> **ENTRIES SUPPLIED**
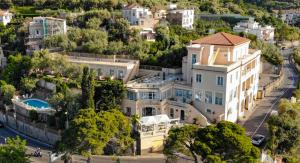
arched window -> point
(171, 112)
(148, 111)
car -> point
(258, 139)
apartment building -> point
(5, 16)
(182, 17)
(265, 33)
(218, 81)
(116, 68)
(42, 27)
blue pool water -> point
(39, 104)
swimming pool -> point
(36, 103)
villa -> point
(5, 16)
(116, 68)
(218, 81)
(264, 33)
(42, 27)
(291, 16)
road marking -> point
(286, 89)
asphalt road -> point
(32, 144)
(256, 123)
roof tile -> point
(221, 38)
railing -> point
(94, 55)
(149, 67)
(156, 84)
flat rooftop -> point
(102, 61)
(153, 81)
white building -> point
(116, 68)
(136, 14)
(182, 17)
(42, 27)
(265, 33)
(5, 16)
(290, 17)
(218, 81)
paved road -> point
(31, 144)
(256, 124)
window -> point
(151, 95)
(147, 95)
(131, 95)
(128, 111)
(198, 78)
(111, 72)
(235, 92)
(220, 80)
(120, 74)
(178, 92)
(184, 93)
(208, 111)
(194, 58)
(182, 115)
(198, 96)
(219, 99)
(172, 113)
(208, 97)
(99, 72)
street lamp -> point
(67, 122)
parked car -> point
(258, 139)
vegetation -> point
(269, 52)
(284, 129)
(7, 92)
(224, 141)
(14, 151)
(90, 132)
(109, 94)
(88, 88)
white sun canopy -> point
(157, 119)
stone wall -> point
(30, 129)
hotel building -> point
(218, 81)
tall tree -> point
(14, 151)
(109, 94)
(90, 132)
(225, 141)
(87, 87)
(284, 129)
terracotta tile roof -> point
(133, 5)
(3, 12)
(221, 38)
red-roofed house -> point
(224, 75)
(218, 81)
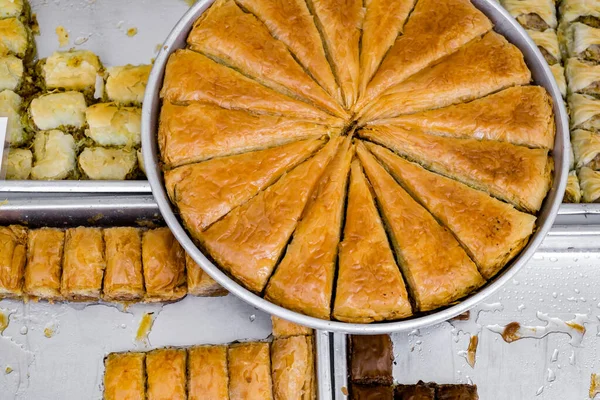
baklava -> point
(44, 263)
(102, 163)
(163, 261)
(127, 84)
(303, 281)
(54, 155)
(166, 374)
(112, 125)
(125, 376)
(123, 279)
(83, 264)
(208, 377)
(249, 366)
(13, 255)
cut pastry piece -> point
(101, 163)
(163, 261)
(434, 30)
(44, 261)
(83, 264)
(291, 22)
(197, 132)
(340, 23)
(437, 269)
(521, 115)
(127, 84)
(199, 283)
(283, 328)
(190, 76)
(250, 254)
(384, 20)
(481, 67)
(207, 373)
(516, 174)
(303, 281)
(125, 376)
(112, 125)
(123, 280)
(293, 369)
(207, 191)
(249, 371)
(494, 233)
(369, 284)
(537, 15)
(166, 372)
(240, 40)
(582, 77)
(13, 254)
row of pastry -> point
(281, 369)
(87, 264)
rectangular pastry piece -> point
(123, 279)
(54, 153)
(371, 359)
(199, 283)
(114, 125)
(166, 374)
(58, 110)
(538, 15)
(249, 366)
(126, 84)
(163, 261)
(13, 255)
(18, 164)
(83, 264)
(293, 368)
(102, 163)
(71, 70)
(125, 376)
(10, 107)
(208, 377)
(283, 328)
(44, 262)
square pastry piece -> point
(371, 359)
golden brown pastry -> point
(248, 241)
(190, 76)
(44, 259)
(435, 29)
(207, 191)
(303, 280)
(435, 266)
(207, 373)
(249, 372)
(166, 372)
(384, 20)
(83, 264)
(516, 174)
(340, 23)
(199, 283)
(240, 40)
(291, 22)
(293, 368)
(196, 132)
(13, 254)
(521, 115)
(124, 376)
(481, 67)
(369, 284)
(123, 280)
(163, 261)
(493, 233)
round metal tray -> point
(503, 24)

> **PROBLEM**
Your copy of the data above should match it exactly, except that pictures are left out.

> **ANSWER**
arched window -> point
(171, 112)
(148, 111)
car -> point
(258, 139)
apartment building -> point
(5, 16)
(182, 17)
(265, 33)
(218, 81)
(116, 68)
(42, 27)
blue pool water -> point
(39, 104)
swimming pool -> point
(36, 103)
villa -> point
(5, 16)
(116, 68)
(218, 81)
(264, 33)
(42, 27)
(291, 16)
road marking -> point
(286, 89)
asphalt road -> point
(32, 144)
(256, 123)
roof tile -> point
(221, 38)
railing -> point
(94, 55)
(149, 67)
(156, 84)
flat rooftop -> point
(102, 61)
(153, 81)
white building -> point
(116, 68)
(136, 14)
(182, 17)
(42, 27)
(265, 33)
(5, 16)
(290, 17)
(218, 81)
paved road -> point
(31, 144)
(256, 124)
window -> point
(151, 95)
(147, 95)
(131, 95)
(128, 111)
(198, 78)
(111, 72)
(235, 92)
(220, 80)
(120, 74)
(178, 92)
(184, 93)
(208, 111)
(194, 58)
(182, 115)
(198, 96)
(219, 99)
(172, 113)
(208, 97)
(99, 72)
street lamp -> point
(67, 122)
parked car -> point
(258, 139)
vegetation -> point
(269, 52)
(284, 129)
(7, 92)
(224, 141)
(14, 151)
(90, 132)
(109, 94)
(88, 88)
white sun canopy -> point
(157, 119)
stone wall -> point
(30, 129)
hotel building -> point
(218, 81)
tall tree -> point
(14, 151)
(109, 94)
(90, 132)
(225, 141)
(87, 87)
(284, 129)
terracotta tile roof -> point
(133, 5)
(3, 12)
(221, 38)
red-roofed house -> point
(224, 75)
(218, 81)
baklava -> point
(44, 263)
(102, 163)
(163, 261)
(127, 84)
(303, 281)
(54, 155)
(166, 374)
(112, 125)
(125, 376)
(123, 279)
(83, 264)
(208, 377)
(249, 366)
(13, 255)
cut pastry piece -> point
(101, 163)
(163, 261)
(434, 30)
(44, 261)
(83, 264)
(291, 22)
(197, 132)
(340, 23)
(437, 269)
(521, 115)
(127, 84)
(199, 283)
(283, 328)
(190, 76)
(250, 254)
(384, 20)
(481, 67)
(207, 373)
(516, 174)
(303, 281)
(125, 376)
(112, 125)
(123, 280)
(293, 369)
(207, 191)
(249, 371)
(494, 233)
(369, 284)
(537, 15)
(166, 372)
(240, 40)
(582, 77)
(13, 254)
row of pastry -> point
(281, 369)
(87, 264)
rectangular pastry piece -> point
(123, 279)
(54, 153)
(371, 359)
(199, 283)
(114, 125)
(166, 374)
(58, 110)
(538, 15)
(249, 366)
(126, 84)
(163, 261)
(13, 255)
(18, 164)
(83, 264)
(293, 368)
(102, 163)
(71, 70)
(125, 376)
(10, 107)
(208, 377)
(283, 328)
(44, 262)
square pastry piece -> point
(371, 359)
golden brown pastry -> point
(248, 241)
(190, 76)
(44, 259)
(435, 29)
(207, 191)
(303, 280)
(435, 266)
(207, 373)
(249, 372)
(166, 372)
(384, 20)
(83, 264)
(516, 174)
(340, 23)
(199, 283)
(240, 40)
(291, 22)
(293, 368)
(196, 132)
(13, 254)
(521, 115)
(124, 376)
(481, 67)
(369, 284)
(123, 280)
(163, 261)
(493, 233)
round metal tray -> point
(503, 24)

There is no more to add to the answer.